WHAT YOU WILL DO: Go over the data and keep only the lines that include "tree".

####

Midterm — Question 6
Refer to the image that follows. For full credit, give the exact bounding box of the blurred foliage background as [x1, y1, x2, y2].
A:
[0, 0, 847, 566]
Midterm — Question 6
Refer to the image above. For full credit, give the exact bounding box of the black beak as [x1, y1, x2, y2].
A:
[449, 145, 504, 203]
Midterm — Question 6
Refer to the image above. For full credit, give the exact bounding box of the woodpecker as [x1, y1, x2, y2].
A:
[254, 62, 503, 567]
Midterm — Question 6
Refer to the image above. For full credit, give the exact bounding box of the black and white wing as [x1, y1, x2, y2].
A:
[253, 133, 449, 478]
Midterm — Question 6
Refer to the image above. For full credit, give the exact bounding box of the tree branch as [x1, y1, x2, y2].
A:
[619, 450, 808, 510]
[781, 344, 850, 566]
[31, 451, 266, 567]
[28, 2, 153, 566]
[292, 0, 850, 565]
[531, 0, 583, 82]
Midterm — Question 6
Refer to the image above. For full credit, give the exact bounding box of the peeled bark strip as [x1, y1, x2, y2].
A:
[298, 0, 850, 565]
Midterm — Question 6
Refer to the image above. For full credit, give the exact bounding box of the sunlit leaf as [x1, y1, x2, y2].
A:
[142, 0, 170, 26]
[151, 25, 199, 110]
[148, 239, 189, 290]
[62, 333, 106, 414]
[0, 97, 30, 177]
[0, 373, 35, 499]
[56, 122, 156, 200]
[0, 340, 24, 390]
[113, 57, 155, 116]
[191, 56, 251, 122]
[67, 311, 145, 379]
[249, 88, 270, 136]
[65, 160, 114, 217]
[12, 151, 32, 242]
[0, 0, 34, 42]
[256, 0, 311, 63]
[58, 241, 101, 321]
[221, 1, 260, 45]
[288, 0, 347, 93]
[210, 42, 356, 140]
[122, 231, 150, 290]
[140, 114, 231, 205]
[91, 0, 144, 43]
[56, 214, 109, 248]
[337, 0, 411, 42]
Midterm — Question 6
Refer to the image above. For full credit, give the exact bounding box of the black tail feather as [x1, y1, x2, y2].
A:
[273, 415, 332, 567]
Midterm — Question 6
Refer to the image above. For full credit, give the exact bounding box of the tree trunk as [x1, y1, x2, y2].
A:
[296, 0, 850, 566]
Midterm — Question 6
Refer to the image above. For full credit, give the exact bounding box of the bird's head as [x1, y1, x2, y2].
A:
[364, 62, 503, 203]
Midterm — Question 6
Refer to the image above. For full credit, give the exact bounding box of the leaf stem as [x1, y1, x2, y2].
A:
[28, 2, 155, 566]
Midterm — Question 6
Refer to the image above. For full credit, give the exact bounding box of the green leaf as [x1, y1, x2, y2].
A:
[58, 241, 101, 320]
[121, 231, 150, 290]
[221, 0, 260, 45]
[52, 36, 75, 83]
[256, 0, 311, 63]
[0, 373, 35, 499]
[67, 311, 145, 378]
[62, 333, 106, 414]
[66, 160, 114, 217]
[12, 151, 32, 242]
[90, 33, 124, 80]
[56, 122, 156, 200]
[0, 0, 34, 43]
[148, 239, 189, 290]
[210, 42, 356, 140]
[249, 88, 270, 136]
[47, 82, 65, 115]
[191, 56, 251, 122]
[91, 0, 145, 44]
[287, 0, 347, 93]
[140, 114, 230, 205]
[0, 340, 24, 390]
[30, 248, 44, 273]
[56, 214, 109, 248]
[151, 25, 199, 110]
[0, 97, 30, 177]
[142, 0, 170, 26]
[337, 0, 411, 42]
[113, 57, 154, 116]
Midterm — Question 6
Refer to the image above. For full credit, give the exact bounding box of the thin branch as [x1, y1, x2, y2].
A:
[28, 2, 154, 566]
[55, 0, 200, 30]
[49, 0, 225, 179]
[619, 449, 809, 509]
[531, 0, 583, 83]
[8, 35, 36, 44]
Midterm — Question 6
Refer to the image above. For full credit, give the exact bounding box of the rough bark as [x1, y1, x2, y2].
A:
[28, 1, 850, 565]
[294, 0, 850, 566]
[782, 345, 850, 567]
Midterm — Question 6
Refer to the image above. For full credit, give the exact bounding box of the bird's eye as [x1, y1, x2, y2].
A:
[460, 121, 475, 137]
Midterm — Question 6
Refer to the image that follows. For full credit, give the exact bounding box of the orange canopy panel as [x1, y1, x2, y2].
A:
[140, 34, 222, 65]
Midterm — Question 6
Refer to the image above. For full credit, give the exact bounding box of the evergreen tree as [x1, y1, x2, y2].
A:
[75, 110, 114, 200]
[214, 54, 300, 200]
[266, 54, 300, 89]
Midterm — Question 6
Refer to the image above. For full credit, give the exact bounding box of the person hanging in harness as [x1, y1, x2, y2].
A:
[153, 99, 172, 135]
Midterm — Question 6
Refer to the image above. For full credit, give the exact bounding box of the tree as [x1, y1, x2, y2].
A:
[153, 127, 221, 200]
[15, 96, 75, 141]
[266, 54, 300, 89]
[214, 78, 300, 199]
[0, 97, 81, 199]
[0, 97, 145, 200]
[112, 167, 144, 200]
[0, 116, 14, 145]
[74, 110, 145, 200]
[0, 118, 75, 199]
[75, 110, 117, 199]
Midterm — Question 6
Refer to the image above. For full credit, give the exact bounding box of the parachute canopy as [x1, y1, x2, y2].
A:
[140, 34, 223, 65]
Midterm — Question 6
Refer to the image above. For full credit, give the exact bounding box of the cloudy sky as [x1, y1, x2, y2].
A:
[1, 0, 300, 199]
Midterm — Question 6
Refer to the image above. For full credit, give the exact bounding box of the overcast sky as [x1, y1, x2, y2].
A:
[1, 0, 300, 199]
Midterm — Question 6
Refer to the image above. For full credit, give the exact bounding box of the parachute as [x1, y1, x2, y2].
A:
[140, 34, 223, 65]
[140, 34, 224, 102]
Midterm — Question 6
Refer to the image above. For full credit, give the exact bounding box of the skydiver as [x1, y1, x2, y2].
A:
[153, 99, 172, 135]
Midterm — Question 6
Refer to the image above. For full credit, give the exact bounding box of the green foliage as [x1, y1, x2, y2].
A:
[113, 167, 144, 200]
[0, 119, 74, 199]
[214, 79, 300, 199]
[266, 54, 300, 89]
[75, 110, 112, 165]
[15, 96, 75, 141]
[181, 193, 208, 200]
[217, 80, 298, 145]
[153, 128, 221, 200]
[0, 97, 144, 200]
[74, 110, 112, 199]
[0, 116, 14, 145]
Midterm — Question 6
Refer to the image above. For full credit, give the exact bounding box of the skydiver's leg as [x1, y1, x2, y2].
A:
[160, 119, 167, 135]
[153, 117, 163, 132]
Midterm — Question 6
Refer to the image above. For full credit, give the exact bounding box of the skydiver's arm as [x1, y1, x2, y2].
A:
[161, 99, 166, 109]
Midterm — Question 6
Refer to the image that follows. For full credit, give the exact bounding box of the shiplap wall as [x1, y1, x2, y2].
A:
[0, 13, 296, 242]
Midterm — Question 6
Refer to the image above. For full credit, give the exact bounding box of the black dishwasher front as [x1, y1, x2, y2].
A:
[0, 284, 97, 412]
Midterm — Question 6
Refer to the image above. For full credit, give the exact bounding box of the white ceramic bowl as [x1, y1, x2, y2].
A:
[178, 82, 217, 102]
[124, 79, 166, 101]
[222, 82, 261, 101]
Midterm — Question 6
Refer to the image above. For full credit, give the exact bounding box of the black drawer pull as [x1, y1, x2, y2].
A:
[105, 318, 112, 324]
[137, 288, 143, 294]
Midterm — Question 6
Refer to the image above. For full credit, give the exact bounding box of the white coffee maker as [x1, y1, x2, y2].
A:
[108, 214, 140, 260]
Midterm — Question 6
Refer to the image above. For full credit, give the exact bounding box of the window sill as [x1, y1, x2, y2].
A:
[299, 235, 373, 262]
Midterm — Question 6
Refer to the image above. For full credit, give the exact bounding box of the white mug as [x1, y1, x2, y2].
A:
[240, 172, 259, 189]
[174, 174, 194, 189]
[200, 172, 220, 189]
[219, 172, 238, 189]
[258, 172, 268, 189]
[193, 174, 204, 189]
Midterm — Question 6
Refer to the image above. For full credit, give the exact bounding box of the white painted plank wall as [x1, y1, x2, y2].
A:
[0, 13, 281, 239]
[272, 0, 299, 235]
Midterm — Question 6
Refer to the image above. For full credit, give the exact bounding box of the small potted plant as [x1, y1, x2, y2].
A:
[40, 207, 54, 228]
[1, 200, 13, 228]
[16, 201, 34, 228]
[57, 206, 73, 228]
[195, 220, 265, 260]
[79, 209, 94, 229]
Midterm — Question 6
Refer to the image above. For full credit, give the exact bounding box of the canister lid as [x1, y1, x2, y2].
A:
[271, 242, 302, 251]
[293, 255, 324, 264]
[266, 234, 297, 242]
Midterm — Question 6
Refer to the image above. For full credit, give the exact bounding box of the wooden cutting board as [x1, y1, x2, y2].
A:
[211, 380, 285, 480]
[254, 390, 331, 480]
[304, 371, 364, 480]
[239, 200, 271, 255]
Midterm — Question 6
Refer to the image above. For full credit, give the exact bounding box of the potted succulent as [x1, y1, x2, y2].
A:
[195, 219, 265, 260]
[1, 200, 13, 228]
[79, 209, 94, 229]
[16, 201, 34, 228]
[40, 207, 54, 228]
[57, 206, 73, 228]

####

RESULT BELOW:
Refer to the image above. For full credit, give the exact bounding box of the tree branch as [x1, y1, x2, y2].
Refer to the image above. For full credit, give the exact bounding box of the tree trunk as [x1, y1, x2, y2].
Refer to the image above. For full credit, give the exact bounding box of the evergreen tree as [x1, y1, x2, y2].
Refer to the image above. For full credit, give the exact bounding box of the tree as [x1, y1, x2, y2].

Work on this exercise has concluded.